+++ Data records

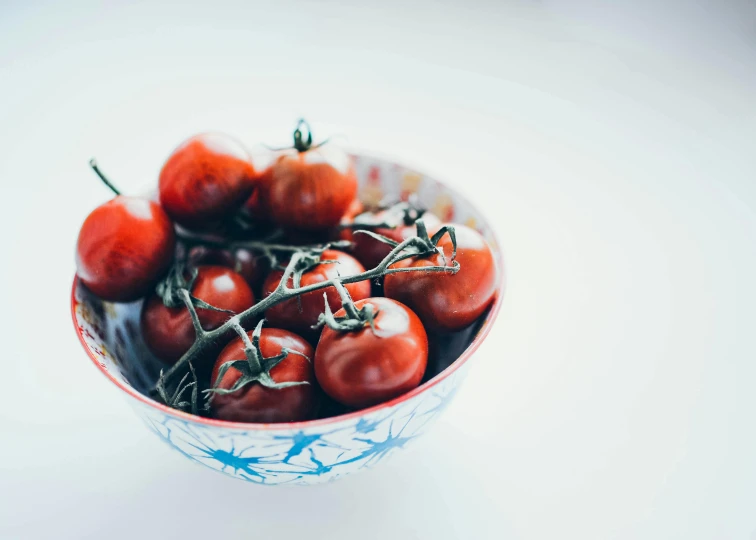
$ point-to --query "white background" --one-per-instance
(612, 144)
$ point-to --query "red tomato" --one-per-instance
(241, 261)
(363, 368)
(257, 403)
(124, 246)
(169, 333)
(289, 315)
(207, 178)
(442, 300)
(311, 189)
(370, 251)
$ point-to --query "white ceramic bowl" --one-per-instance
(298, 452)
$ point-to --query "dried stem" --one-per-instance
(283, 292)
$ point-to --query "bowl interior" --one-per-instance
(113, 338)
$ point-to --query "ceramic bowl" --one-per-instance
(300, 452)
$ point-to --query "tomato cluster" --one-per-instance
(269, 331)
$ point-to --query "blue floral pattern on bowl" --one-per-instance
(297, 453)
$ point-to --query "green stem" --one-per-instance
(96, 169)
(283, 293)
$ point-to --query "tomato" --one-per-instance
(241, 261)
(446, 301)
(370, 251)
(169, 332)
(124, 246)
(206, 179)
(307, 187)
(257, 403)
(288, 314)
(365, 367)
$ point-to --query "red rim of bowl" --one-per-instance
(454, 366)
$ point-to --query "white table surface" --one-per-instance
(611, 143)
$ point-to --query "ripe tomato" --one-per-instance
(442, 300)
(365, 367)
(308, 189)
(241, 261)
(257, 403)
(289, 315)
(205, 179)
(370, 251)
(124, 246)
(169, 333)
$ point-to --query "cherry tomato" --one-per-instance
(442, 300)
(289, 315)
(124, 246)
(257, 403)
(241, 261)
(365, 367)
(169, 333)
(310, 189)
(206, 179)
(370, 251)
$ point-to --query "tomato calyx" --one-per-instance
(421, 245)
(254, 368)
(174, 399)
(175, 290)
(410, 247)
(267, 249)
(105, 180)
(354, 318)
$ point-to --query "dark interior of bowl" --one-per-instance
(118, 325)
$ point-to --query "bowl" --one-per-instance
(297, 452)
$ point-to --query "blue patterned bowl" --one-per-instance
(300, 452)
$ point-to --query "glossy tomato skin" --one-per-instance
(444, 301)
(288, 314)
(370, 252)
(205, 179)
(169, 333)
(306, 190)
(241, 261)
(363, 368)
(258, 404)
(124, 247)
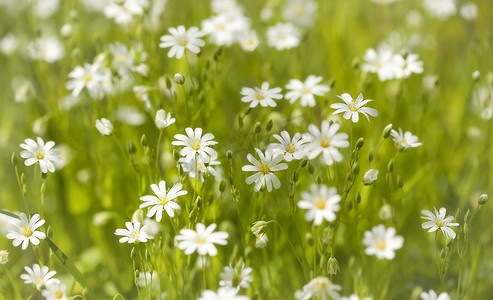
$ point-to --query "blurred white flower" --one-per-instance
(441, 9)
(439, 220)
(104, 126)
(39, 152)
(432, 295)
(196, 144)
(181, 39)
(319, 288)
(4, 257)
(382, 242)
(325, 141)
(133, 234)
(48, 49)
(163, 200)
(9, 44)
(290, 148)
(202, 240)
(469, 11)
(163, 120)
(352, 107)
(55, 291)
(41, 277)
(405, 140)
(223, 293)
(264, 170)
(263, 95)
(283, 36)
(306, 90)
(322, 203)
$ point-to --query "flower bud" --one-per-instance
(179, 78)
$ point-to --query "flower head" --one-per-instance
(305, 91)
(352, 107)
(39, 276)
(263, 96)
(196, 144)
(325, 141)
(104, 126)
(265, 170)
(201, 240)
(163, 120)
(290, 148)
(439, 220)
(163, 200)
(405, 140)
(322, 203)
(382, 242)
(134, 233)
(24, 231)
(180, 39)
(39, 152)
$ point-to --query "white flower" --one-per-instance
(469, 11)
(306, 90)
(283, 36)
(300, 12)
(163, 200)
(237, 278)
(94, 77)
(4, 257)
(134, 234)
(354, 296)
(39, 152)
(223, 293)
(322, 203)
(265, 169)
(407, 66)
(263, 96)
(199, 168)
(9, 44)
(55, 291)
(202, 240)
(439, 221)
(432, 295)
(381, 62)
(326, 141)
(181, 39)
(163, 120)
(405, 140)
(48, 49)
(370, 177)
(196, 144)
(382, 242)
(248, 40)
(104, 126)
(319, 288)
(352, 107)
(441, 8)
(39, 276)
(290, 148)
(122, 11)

++++++

__Task to complete__: Once the pictures are removed, print all the remaining data exactly as it stands.

__Result__:
$ point-to --query "white background" --one-per-instance
(612, 144)
$ point-to --query "red tomato" --one-per-instance
(241, 261)
(363, 368)
(257, 403)
(124, 246)
(169, 333)
(289, 315)
(207, 178)
(442, 300)
(311, 189)
(370, 251)
$ point-to --query "white ceramic bowl" --one-per-instance
(298, 452)
$ point-to --query "dried stem" --one-per-instance
(283, 292)
$ point-to --query "bowl interior" --one-per-instance
(113, 338)
$ point-to --query "ceramic bowl" --one-per-instance
(300, 452)
$ point-to --query "tomato cluster" --one-per-instance
(269, 331)
$ point-to --query "blue floral pattern on bowl" --one-per-instance
(297, 453)
$ point-to --query "green stem" --one-per-instance
(96, 169)
(283, 293)
$ point-to --query "tomato" --one-per-instance
(241, 261)
(446, 301)
(370, 251)
(169, 332)
(124, 246)
(206, 179)
(307, 187)
(257, 403)
(288, 314)
(365, 367)
$ point-to --query "red rim of bowl" --one-per-instance
(454, 366)
$ point-to --query "white table surface" --one-per-instance
(611, 143)
$ point-to --query "ripe tomato" --one-per-instance
(442, 300)
(365, 367)
(308, 189)
(241, 261)
(257, 403)
(289, 315)
(205, 179)
(370, 251)
(124, 246)
(169, 333)
$ point-to --query "cherry tomato" --one-per-instance
(442, 300)
(289, 315)
(124, 246)
(257, 403)
(241, 261)
(365, 367)
(169, 333)
(310, 189)
(206, 179)
(370, 251)
$ point-to --query "tomato calyx" --one-per-instance
(421, 245)
(254, 368)
(174, 399)
(175, 290)
(410, 247)
(267, 249)
(105, 180)
(354, 318)
$ point-to --query "dark interior of bowl" --one-per-instance
(118, 325)
$ point-to --query "bowl" --one-per-instance
(297, 452)
$ point-to --query "blue patterned bowl" --one-per-instance
(300, 452)
$ point-to --query "glossy tomato skin" --one-per-instance
(444, 301)
(288, 314)
(370, 252)
(205, 179)
(169, 333)
(306, 190)
(241, 261)
(363, 368)
(258, 404)
(124, 247)
$ point-to --query "blurred white flower" --one-per-instance
(441, 9)
(439, 220)
(104, 126)
(39, 152)
(432, 295)
(196, 144)
(181, 39)
(319, 288)
(4, 257)
(382, 242)
(325, 141)
(133, 234)
(48, 49)
(163, 200)
(9, 44)
(290, 148)
(202, 240)
(469, 11)
(163, 120)
(352, 107)
(55, 291)
(41, 277)
(405, 140)
(223, 293)
(264, 170)
(263, 95)
(283, 36)
(306, 90)
(322, 203)
$ point-to --query "flower bud" --one-per-instance
(179, 78)
$ point-to --query "flower head" --one-per-instance
(305, 91)
(352, 107)
(39, 276)
(263, 96)
(196, 144)
(325, 141)
(104, 126)
(265, 170)
(201, 240)
(163, 120)
(290, 148)
(439, 220)
(163, 200)
(405, 140)
(322, 203)
(382, 242)
(134, 233)
(24, 231)
(180, 39)
(39, 152)
$ point-to --query "white flower" --one-per-instance
(469, 11)
(306, 90)
(283, 36)
(300, 12)
(163, 200)
(237, 278)
(94, 77)
(4, 257)
(134, 234)
(354, 296)
(39, 152)
(223, 293)
(322, 203)
(265, 169)
(407, 66)
(263, 96)
(199, 168)
(9, 44)
(55, 291)
(202, 240)
(439, 221)
(432, 295)
(381, 62)
(326, 141)
(181, 39)
(163, 120)
(405, 140)
(48, 49)
(370, 177)
(196, 144)
(382, 242)
(248, 40)
(104, 126)
(319, 288)
(352, 107)
(441, 8)
(39, 276)
(290, 148)
(122, 11)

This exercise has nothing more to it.